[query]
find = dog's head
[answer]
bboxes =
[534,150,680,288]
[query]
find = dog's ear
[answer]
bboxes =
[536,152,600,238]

## AIM
Return each of the records above unchanged, line for line.

## THE RESPONSE
[query]
find = dog's head
[answer]
bboxes =
[534,150,680,288]
[query]
find = dog's ear
[answer]
bboxes =
[536,152,600,238]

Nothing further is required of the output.